DIRECTIONS - Search the records for "soccer" and copy each line that holds it.

>>>>>

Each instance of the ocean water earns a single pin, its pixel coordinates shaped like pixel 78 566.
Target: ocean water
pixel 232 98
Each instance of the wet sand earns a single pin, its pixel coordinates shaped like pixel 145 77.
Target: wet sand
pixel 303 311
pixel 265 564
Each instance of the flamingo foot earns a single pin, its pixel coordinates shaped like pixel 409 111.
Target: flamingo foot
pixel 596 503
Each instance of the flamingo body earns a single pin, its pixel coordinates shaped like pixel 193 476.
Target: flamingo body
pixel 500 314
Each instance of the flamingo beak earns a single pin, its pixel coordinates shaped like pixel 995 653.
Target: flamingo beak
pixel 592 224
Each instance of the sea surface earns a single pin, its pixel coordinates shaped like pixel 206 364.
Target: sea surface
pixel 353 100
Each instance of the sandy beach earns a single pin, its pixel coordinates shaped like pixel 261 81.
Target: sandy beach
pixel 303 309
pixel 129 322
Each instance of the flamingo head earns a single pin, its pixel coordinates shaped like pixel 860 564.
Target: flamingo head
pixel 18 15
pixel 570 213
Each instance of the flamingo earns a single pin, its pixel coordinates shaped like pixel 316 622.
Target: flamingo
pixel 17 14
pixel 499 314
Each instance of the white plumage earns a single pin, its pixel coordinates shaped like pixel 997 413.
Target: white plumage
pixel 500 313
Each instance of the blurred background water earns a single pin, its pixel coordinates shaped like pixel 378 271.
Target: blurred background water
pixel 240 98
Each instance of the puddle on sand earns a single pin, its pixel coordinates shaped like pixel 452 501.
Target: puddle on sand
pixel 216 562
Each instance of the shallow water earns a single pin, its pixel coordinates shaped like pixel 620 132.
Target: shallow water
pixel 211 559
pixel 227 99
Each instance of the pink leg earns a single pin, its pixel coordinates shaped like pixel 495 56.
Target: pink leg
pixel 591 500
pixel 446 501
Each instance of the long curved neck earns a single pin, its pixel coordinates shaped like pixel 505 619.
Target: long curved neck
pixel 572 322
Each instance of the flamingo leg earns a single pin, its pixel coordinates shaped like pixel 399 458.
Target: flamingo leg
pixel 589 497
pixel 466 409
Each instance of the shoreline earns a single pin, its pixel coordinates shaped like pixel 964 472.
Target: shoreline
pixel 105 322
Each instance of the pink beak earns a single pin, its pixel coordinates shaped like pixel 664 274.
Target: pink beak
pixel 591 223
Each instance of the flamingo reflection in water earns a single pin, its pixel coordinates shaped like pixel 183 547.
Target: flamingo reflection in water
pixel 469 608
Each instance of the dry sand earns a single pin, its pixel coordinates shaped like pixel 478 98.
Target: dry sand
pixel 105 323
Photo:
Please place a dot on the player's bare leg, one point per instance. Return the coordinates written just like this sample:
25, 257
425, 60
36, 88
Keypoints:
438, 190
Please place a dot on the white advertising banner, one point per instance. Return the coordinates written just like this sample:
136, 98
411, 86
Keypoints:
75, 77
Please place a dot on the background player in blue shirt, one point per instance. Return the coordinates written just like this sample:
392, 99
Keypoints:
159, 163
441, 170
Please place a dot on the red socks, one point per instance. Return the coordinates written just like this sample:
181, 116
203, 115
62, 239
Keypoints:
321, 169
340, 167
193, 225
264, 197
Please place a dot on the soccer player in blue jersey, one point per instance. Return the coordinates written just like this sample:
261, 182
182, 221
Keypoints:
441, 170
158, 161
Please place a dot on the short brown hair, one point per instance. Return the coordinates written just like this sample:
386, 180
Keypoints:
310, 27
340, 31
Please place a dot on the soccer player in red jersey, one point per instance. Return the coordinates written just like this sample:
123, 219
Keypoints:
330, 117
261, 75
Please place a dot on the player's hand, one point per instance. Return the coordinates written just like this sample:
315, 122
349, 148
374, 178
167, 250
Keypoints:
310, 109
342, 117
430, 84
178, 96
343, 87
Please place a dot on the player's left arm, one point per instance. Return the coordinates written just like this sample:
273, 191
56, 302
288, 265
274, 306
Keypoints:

<<<<<

RESULT OF THE EXERCISE -
Please place a dot on the soccer player in blue jersey, one point per instance. Return the coordinates written just like this sample:
Please place a dot on the soccer player in red jersey, one point per instance. Return the coordinates written just like this sample:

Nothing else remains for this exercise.